+++ DATA FOR THE TASK +++
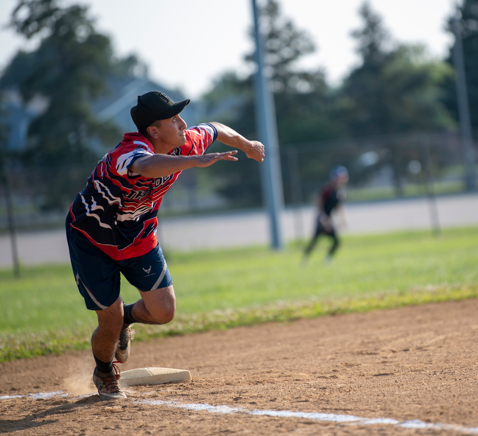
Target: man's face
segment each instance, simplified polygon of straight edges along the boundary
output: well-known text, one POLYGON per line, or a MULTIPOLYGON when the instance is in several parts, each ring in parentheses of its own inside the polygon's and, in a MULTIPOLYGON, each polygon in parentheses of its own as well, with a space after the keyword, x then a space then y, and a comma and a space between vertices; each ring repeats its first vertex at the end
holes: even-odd
POLYGON ((170 146, 170 150, 185 143, 186 134, 184 131, 187 125, 179 115, 162 120, 159 126, 153 127, 154 129, 150 131, 150 134, 162 143, 170 146))
POLYGON ((348 174, 346 173, 342 173, 337 176, 336 180, 337 187, 338 188, 343 188, 348 182, 348 174))

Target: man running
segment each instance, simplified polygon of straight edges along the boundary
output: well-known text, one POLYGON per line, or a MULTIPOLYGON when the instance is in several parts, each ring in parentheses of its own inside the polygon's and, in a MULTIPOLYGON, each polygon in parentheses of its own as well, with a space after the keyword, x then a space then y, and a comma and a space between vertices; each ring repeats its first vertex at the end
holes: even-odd
POLYGON ((315 246, 320 235, 326 235, 333 240, 328 252, 325 258, 325 262, 329 262, 338 247, 338 238, 331 218, 331 214, 335 210, 342 214, 342 221, 345 224, 341 205, 345 200, 345 186, 348 181, 348 172, 345 166, 336 166, 330 171, 330 183, 326 185, 317 197, 317 206, 318 216, 315 232, 305 249, 304 260, 306 262, 311 252, 315 246))
POLYGON ((183 170, 237 160, 237 150, 205 154, 216 139, 263 160, 261 142, 219 123, 187 129, 179 114, 189 103, 174 103, 156 91, 139 96, 131 109, 138 131, 125 133, 98 163, 66 218, 76 285, 87 308, 98 317, 91 337, 93 379, 103 399, 126 397, 113 361, 128 359, 132 324, 163 324, 174 316, 173 282, 156 239, 163 196, 183 170), (123 303, 120 272, 139 290, 136 303, 123 303))

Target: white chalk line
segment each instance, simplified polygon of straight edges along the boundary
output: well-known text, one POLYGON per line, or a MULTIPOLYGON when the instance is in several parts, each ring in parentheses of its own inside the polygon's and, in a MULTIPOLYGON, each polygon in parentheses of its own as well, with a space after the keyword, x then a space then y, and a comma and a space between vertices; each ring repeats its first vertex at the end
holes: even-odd
POLYGON ((302 418, 326 422, 343 423, 351 425, 372 425, 377 424, 396 425, 403 428, 433 429, 434 430, 454 430, 469 435, 478 435, 478 427, 464 427, 451 424, 425 423, 419 419, 411 419, 401 422, 391 418, 363 418, 353 415, 342 415, 336 414, 320 413, 319 412, 292 412, 290 410, 250 410, 229 406, 211 406, 207 403, 194 404, 178 403, 175 401, 164 401, 161 400, 136 400, 135 403, 149 404, 152 405, 167 406, 178 409, 185 409, 195 411, 205 411, 216 414, 245 414, 265 416, 281 418, 302 418))
MULTIPOLYGON (((11 398, 26 397, 32 399, 46 399, 54 397, 67 397, 70 394, 64 391, 55 391, 54 392, 39 392, 37 393, 29 393, 28 395, 0 395, 0 400, 11 398)), ((85 394, 73 399, 89 396, 90 394, 85 394)), ((411 419, 401 422, 391 418, 364 418, 354 415, 344 415, 340 414, 328 414, 320 412, 292 412, 290 410, 260 410, 242 409, 240 407, 231 407, 227 405, 212 406, 207 403, 195 404, 194 403, 182 403, 176 401, 166 401, 163 400, 133 400, 133 402, 140 404, 148 404, 153 406, 167 406, 176 409, 185 409, 195 412, 204 411, 209 413, 228 414, 244 414, 255 416, 272 416, 279 418, 302 418, 324 422, 335 422, 355 425, 372 425, 378 424, 395 425, 403 428, 413 429, 453 430, 469 435, 478 435, 478 427, 464 427, 453 424, 434 424, 426 423, 419 419, 411 419)))

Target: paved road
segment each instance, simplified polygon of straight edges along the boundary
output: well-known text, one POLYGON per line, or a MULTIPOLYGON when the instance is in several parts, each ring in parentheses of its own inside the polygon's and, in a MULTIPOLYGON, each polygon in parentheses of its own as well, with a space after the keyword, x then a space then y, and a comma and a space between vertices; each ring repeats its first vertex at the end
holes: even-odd
MULTIPOLYGON (((440 197, 437 206, 444 227, 478 225, 478 194, 440 197)), ((430 228, 429 204, 424 198, 350 204, 347 213, 348 233, 430 228)), ((285 240, 307 237, 315 221, 312 207, 285 211, 282 222, 285 240)), ((164 219, 158 230, 162 246, 183 251, 267 244, 269 236, 267 217, 261 211, 164 219)), ((20 233, 18 245, 21 262, 25 265, 69 259, 63 229, 20 233)), ((0 267, 11 265, 10 240, 2 235, 0 267)))

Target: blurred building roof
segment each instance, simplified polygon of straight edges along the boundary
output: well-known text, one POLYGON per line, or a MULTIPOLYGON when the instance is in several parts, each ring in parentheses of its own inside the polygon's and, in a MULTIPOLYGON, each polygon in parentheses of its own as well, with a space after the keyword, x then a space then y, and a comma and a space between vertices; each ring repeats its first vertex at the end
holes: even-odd
MULTIPOLYGON (((108 91, 91 103, 91 109, 99 119, 112 120, 122 131, 137 130, 130 109, 136 104, 138 95, 149 91, 161 91, 174 101, 184 99, 181 93, 153 82, 146 76, 112 77, 108 80, 108 91)), ((27 147, 28 126, 32 120, 47 107, 44 99, 35 98, 25 105, 19 94, 6 91, 0 107, 0 120, 7 126, 8 150, 22 150, 27 147)), ((191 102, 181 112, 188 126, 199 122, 200 106, 191 102)), ((99 144, 92 143, 93 147, 99 144)))

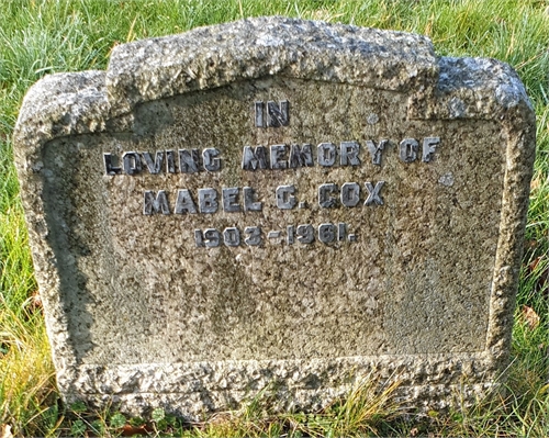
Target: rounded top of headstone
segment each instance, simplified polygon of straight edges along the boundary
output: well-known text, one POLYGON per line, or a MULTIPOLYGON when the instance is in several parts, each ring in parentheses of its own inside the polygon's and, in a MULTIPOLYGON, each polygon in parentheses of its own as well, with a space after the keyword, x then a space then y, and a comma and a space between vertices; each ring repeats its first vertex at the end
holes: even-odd
POLYGON ((267 16, 120 45, 107 85, 116 115, 138 102, 270 75, 406 91, 434 87, 437 74, 425 36, 267 16))

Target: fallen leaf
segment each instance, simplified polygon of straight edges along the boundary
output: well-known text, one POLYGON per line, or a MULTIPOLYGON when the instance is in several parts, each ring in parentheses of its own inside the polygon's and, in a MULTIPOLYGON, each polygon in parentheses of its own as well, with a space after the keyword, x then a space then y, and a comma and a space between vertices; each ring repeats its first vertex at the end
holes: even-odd
POLYGON ((527 305, 523 305, 523 317, 528 323, 530 330, 534 330, 539 325, 539 315, 536 311, 527 305))

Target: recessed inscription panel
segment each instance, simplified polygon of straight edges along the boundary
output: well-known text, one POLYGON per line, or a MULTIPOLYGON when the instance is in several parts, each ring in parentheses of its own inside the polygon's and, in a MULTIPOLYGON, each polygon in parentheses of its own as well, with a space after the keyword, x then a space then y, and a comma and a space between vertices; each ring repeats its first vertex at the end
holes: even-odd
POLYGON ((479 138, 481 122, 407 120, 396 92, 289 79, 161 104, 156 125, 158 102, 137 109, 139 135, 45 149, 46 168, 93 176, 47 183, 74 199, 51 207, 55 235, 86 243, 60 262, 102 281, 70 317, 112 318, 120 300, 133 310, 76 335, 85 362, 484 348, 505 153, 495 123, 479 138))

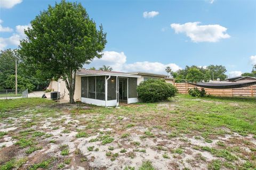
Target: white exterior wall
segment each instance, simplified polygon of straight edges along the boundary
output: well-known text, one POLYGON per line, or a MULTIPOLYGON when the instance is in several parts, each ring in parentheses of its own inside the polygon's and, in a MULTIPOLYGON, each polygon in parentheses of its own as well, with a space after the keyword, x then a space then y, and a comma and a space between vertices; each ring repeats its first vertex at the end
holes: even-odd
POLYGON ((108 100, 107 101, 107 106, 106 106, 106 103, 105 100, 90 99, 85 97, 81 98, 81 101, 99 106, 116 106, 117 104, 116 100, 108 100))

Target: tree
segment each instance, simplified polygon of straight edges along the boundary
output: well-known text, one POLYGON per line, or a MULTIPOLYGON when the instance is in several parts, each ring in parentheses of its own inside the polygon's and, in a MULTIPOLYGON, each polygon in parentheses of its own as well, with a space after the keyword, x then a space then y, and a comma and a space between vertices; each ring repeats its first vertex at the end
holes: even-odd
POLYGON ((16 54, 15 50, 10 49, 1 51, 0 89, 11 88, 10 86, 6 86, 5 82, 10 75, 15 74, 16 54))
POLYGON ((191 67, 188 70, 186 79, 189 82, 200 82, 204 79, 204 74, 197 68, 191 67))
POLYGON ((113 69, 110 66, 106 66, 103 65, 102 67, 100 67, 99 70, 101 71, 111 71, 113 70, 113 69))
POLYGON ((170 66, 168 66, 165 69, 165 71, 167 72, 167 76, 168 76, 169 74, 171 73, 171 72, 172 72, 172 69, 170 66))
POLYGON ((76 76, 83 64, 102 57, 107 43, 102 26, 99 30, 81 3, 62 0, 49 5, 31 21, 27 39, 19 53, 31 71, 40 70, 45 78, 62 79, 74 103, 76 76))
POLYGON ((219 78, 220 80, 225 80, 228 76, 225 74, 227 72, 226 67, 221 65, 210 65, 207 66, 206 69, 211 71, 211 78, 212 80, 213 79, 217 79, 219 78), (213 78, 212 73, 213 72, 213 78))

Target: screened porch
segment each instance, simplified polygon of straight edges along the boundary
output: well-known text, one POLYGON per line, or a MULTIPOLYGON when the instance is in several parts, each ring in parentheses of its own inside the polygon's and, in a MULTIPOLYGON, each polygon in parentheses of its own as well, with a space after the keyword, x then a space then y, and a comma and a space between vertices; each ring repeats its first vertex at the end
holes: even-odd
POLYGON ((81 77, 81 101, 104 106, 118 106, 120 102, 130 104, 138 101, 137 78, 116 75, 95 75, 81 77))

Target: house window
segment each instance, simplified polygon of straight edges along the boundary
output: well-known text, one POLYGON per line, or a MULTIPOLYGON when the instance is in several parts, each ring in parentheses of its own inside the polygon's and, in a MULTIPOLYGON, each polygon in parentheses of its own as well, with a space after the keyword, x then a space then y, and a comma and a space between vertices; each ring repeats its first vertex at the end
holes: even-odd
POLYGON ((137 78, 129 78, 128 98, 137 97, 137 78))
POLYGON ((111 76, 108 80, 108 100, 116 99, 116 76, 111 76))
POLYGON ((95 76, 88 77, 88 98, 95 99, 95 76))
POLYGON ((96 76, 96 99, 105 100, 105 76, 96 76))
POLYGON ((81 97, 88 97, 88 88, 87 88, 87 76, 82 76, 81 78, 81 97))
POLYGON ((144 81, 147 81, 149 79, 157 79, 157 78, 155 77, 150 77, 150 76, 144 77, 144 81))

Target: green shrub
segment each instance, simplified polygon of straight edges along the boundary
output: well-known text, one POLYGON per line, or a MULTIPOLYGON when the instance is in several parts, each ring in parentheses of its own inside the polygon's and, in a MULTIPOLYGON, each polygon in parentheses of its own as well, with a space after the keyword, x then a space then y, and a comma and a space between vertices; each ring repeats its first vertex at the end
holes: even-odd
POLYGON ((188 90, 188 94, 193 97, 204 97, 205 96, 206 93, 204 88, 202 88, 200 90, 196 87, 194 87, 193 89, 190 89, 188 90))
POLYGON ((164 79, 149 79, 140 83, 137 92, 138 97, 142 101, 151 103, 167 100, 175 95, 177 89, 164 79))

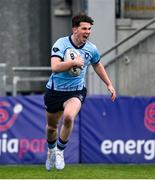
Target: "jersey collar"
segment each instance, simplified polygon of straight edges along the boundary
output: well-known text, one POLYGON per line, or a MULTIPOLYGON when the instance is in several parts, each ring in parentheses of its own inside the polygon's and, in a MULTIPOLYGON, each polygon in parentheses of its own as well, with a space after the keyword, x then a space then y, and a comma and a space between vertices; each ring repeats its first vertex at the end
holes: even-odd
POLYGON ((69 41, 70 41, 70 43, 76 48, 76 49, 82 49, 83 47, 84 47, 84 45, 85 45, 85 43, 84 44, 82 44, 81 46, 76 46, 74 43, 73 43, 73 41, 72 41, 72 39, 71 39, 71 35, 69 36, 69 41))

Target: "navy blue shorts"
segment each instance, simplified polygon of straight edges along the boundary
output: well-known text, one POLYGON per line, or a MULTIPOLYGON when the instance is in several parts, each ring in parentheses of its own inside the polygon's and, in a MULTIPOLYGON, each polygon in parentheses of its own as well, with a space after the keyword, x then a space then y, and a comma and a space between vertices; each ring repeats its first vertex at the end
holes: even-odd
POLYGON ((65 101, 72 97, 77 97, 81 103, 84 103, 85 97, 87 95, 87 89, 84 87, 82 90, 78 91, 55 91, 46 88, 44 95, 44 104, 47 112, 56 113, 58 111, 63 111, 63 104, 65 101))

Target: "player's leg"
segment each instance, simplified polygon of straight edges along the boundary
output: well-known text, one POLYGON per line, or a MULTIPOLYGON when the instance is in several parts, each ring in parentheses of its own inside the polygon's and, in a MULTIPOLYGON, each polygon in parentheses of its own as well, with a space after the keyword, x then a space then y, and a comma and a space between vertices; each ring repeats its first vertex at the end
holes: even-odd
POLYGON ((49 113, 46 112, 47 125, 46 125, 46 135, 48 143, 46 169, 49 171, 55 165, 55 151, 56 142, 58 136, 58 122, 61 118, 62 112, 49 113))
POLYGON ((64 103, 63 124, 60 137, 57 142, 55 167, 61 170, 65 167, 63 151, 67 145, 69 136, 72 132, 74 120, 81 108, 81 101, 73 97, 64 103))

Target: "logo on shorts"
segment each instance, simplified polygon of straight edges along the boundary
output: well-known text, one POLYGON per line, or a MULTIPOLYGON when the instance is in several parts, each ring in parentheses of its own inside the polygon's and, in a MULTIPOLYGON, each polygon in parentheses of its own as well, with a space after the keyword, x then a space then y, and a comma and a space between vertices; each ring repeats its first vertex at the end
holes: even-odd
POLYGON ((151 103, 146 107, 144 124, 149 131, 155 132, 155 103, 151 103))
POLYGON ((53 48, 53 51, 54 51, 54 52, 58 52, 58 51, 59 51, 59 48, 54 47, 54 48, 53 48))
POLYGON ((83 101, 83 96, 81 94, 78 96, 78 98, 80 99, 81 102, 83 101))
POLYGON ((6 131, 15 123, 18 114, 23 110, 21 104, 16 104, 13 108, 7 101, 0 102, 0 131, 6 131))

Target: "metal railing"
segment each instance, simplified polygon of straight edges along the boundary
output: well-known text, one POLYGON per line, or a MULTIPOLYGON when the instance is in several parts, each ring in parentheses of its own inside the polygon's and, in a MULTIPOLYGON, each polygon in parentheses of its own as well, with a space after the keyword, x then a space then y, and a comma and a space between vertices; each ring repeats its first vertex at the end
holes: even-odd
POLYGON ((43 72, 43 71, 51 71, 50 67, 12 67, 12 71, 13 71, 13 79, 12 79, 12 95, 16 96, 17 92, 18 92, 18 83, 19 82, 45 82, 48 80, 49 76, 31 76, 31 77, 22 77, 19 75, 16 75, 16 73, 20 73, 20 72, 43 72))
MULTIPOLYGON (((135 32, 133 32, 131 35, 129 35, 128 37, 124 38, 122 41, 116 43, 114 46, 112 46, 110 49, 108 49, 107 51, 105 51, 104 53, 101 54, 101 58, 103 58, 105 55, 109 54, 110 52, 112 52, 113 50, 116 50, 119 46, 121 46, 122 44, 126 43, 128 40, 130 40, 131 38, 135 37, 137 34, 139 34, 140 32, 142 32, 144 29, 146 29, 148 26, 152 25, 153 23, 155 23, 155 18, 149 20, 145 25, 143 25, 142 27, 140 27, 139 29, 137 29, 135 32)), ((114 60, 114 58, 111 59, 111 61, 109 61, 107 64, 105 64, 105 66, 107 66, 108 64, 110 64, 112 61, 114 60)))
POLYGON ((0 63, 0 96, 6 95, 6 64, 0 63))

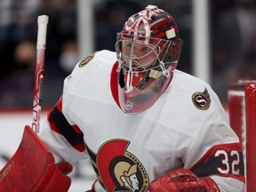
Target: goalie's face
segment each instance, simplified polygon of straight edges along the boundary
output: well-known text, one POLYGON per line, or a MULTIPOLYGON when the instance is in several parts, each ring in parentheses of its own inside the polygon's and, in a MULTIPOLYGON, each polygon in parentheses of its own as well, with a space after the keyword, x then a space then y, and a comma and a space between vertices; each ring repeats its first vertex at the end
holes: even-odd
POLYGON ((133 71, 146 71, 150 68, 157 60, 160 47, 142 42, 124 40, 121 44, 121 54, 124 66, 133 71))
POLYGON ((162 60, 172 42, 118 35, 116 50, 120 106, 124 113, 142 112, 152 106, 170 82, 172 65, 164 66, 162 60))

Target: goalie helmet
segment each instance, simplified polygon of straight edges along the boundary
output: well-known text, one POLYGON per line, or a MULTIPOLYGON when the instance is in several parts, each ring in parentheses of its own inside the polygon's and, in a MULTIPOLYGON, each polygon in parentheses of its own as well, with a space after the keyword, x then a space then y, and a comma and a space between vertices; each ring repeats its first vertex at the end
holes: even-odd
POLYGON ((169 85, 182 47, 178 26, 155 5, 132 15, 117 33, 118 97, 126 114, 151 107, 169 85))

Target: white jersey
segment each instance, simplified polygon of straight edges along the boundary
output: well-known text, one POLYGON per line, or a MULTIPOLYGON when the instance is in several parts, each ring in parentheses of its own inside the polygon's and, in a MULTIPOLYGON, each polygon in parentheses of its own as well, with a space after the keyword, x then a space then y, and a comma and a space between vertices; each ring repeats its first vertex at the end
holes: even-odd
POLYGON ((211 176, 220 190, 244 191, 241 144, 211 86, 175 69, 152 107, 124 114, 111 87, 116 57, 97 52, 65 79, 39 135, 56 162, 90 157, 96 191, 147 191, 150 181, 180 167, 211 176))

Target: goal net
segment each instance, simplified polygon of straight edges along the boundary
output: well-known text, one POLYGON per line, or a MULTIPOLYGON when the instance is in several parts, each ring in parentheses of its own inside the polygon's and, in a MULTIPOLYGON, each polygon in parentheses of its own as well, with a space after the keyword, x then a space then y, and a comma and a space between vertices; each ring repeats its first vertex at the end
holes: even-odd
POLYGON ((239 80, 228 91, 230 125, 243 145, 246 191, 256 188, 256 81, 239 80))

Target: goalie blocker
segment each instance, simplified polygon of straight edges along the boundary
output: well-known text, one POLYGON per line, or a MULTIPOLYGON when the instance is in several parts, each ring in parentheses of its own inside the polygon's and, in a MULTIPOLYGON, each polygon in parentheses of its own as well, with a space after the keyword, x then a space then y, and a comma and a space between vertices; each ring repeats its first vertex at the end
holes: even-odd
POLYGON ((25 126, 19 148, 0 172, 0 188, 4 192, 67 192, 72 171, 68 163, 56 164, 54 157, 39 137, 25 126))
POLYGON ((151 192, 220 192, 217 184, 211 178, 197 178, 188 169, 178 169, 165 174, 149 184, 151 192))

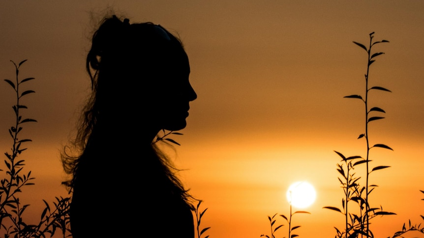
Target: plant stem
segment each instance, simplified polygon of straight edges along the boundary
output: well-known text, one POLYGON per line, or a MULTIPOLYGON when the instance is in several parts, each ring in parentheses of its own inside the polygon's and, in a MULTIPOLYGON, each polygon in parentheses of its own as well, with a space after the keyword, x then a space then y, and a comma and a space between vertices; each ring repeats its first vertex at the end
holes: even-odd
POLYGON ((368 79, 369 74, 369 65, 371 61, 371 48, 372 46, 372 35, 369 35, 369 48, 368 49, 368 63, 366 74, 365 75, 365 138, 366 141, 366 181, 365 183, 365 217, 366 220, 366 237, 369 237, 369 201, 368 197, 368 185, 369 177, 369 138, 368 134, 368 79))

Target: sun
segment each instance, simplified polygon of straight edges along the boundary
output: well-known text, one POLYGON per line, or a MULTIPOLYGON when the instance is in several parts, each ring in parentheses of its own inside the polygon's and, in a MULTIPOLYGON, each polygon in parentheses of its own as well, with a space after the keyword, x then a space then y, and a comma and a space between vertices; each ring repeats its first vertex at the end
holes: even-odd
POLYGON ((305 208, 315 201, 316 192, 309 183, 300 181, 292 184, 286 193, 287 201, 297 208, 305 208))

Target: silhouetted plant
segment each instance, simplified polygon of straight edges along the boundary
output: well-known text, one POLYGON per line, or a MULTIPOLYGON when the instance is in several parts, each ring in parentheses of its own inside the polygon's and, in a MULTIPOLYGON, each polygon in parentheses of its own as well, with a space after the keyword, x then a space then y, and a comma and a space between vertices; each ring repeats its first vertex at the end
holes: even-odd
+++
■ TASK PROMPT: Reproduce the items from their first line through the line that contains "POLYGON ((348 174, 346", including that line. Leave the pictures out of your answer.

■ FINISHED TASK:
Target: man's face
segment each instance, simplified polygon of straight edges along the boundary
output: well-known text, one POLYGON per line, or a MULTIPOLYGON when the instance is in several parts, each ring in parentheses of its own inside the polygon's and, in a MULTIPOLYGON, each polygon in parentheses of its own as well, with a space after the keyword, x then a space then y, and a comma and a space between vertices; each ring repeats its first vertex at the end
holes: even-odd
POLYGON ((170 146, 170 150, 185 143, 186 134, 184 131, 187 125, 179 115, 162 120, 159 126, 153 127, 154 129, 150 131, 150 134, 162 143, 170 146))
POLYGON ((348 174, 346 173, 342 173, 337 176, 336 180, 337 187, 338 188, 343 188, 348 182, 348 174))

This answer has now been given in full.